** start SUPPLIED MATERIAL **

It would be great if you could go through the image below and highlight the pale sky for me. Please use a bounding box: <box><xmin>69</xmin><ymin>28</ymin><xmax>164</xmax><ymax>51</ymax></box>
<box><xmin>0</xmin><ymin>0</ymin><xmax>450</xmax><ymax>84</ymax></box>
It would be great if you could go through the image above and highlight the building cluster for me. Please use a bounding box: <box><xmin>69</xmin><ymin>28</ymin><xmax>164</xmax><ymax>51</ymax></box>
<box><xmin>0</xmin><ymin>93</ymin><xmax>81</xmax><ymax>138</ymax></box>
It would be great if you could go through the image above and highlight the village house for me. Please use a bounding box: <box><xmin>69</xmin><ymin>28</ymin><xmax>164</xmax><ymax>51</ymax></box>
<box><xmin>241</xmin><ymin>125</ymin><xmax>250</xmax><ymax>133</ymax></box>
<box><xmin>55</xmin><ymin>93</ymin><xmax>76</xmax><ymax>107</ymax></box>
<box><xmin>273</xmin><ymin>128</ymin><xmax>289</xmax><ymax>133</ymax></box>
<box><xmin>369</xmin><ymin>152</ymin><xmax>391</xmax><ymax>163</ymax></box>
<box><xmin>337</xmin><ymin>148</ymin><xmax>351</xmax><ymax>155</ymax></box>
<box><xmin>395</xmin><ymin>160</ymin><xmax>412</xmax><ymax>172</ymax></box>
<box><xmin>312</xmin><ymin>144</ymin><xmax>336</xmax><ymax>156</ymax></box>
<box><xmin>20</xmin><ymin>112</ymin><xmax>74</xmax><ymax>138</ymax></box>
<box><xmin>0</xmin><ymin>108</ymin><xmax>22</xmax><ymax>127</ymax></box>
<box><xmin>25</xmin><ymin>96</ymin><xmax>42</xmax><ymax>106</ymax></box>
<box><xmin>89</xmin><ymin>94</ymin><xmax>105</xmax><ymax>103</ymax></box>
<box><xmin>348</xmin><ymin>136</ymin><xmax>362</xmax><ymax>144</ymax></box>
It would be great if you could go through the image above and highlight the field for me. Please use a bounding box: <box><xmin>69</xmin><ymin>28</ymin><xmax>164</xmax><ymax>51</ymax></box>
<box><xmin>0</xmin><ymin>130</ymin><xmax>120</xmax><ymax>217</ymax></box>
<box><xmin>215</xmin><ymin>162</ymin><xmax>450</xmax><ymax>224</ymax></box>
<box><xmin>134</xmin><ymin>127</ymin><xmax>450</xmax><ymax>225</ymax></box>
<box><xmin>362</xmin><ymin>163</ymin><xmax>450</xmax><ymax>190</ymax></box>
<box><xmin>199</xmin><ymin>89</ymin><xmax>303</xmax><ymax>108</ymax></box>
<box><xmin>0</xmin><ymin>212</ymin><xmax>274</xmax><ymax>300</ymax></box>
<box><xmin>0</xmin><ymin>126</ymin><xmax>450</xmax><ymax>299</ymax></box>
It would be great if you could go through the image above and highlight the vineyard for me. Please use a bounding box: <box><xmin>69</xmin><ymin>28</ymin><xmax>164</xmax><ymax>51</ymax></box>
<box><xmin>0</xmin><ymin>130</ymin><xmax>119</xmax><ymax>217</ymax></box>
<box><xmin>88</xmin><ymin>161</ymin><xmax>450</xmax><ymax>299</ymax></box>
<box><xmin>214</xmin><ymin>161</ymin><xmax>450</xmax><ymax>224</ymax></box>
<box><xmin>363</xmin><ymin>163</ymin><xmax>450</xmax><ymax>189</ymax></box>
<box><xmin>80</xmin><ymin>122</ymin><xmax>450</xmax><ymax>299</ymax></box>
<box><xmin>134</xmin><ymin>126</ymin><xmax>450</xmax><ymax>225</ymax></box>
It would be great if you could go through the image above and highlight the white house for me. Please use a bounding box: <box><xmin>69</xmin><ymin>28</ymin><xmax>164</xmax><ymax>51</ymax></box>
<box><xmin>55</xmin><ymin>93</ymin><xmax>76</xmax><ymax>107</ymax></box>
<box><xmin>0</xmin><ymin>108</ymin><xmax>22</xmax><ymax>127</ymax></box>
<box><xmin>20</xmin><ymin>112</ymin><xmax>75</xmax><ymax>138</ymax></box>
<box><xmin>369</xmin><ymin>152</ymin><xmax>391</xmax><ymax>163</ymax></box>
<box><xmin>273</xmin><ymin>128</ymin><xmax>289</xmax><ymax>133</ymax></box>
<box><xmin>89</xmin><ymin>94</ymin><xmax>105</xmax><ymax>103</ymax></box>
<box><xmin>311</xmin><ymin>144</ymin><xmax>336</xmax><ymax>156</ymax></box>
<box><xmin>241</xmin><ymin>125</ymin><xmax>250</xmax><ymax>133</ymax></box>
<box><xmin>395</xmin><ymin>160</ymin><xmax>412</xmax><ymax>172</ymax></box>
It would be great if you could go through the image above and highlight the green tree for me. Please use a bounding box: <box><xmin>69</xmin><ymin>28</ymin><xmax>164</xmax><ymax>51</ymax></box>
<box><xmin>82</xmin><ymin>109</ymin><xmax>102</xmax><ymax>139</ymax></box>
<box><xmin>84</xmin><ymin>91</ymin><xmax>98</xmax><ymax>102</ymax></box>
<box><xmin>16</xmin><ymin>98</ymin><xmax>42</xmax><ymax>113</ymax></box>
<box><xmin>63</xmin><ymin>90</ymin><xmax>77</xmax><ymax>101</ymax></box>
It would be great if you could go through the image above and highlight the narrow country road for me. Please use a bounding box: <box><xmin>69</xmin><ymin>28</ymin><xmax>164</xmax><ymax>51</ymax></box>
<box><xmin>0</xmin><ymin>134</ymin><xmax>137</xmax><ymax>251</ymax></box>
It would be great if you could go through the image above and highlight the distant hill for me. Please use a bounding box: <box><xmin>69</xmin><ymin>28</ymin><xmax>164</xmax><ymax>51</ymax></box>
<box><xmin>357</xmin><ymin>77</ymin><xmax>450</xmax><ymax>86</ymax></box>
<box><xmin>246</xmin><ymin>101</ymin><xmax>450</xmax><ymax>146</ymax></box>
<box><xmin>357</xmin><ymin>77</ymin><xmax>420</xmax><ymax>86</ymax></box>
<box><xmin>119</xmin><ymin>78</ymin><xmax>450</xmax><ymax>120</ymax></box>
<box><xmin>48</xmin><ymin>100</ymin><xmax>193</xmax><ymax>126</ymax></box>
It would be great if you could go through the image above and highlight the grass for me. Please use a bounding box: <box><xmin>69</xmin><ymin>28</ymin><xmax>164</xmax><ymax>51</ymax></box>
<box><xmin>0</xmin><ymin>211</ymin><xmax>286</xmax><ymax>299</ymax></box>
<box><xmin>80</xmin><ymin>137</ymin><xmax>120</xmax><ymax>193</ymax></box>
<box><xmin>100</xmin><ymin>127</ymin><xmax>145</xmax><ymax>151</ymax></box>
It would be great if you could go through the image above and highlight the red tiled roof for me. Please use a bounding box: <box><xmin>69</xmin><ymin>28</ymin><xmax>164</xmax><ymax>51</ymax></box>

** end SUPPLIED MATERIAL **

• [DIRECTIONS]:
Pull out each line of the data above that contains the word "house", and copy every such line in full.

• [EXERCISE RESPONSE]:
It would be great if you could go through the image above and highlight the village house for me. Please use a bounding box: <box><xmin>69</xmin><ymin>28</ymin><xmax>164</xmax><ymax>51</ymax></box>
It would be great if you could go through the image above and highlight the white house for me. Please use a bounding box: <box><xmin>69</xmin><ymin>28</ymin><xmax>164</xmax><ymax>51</ymax></box>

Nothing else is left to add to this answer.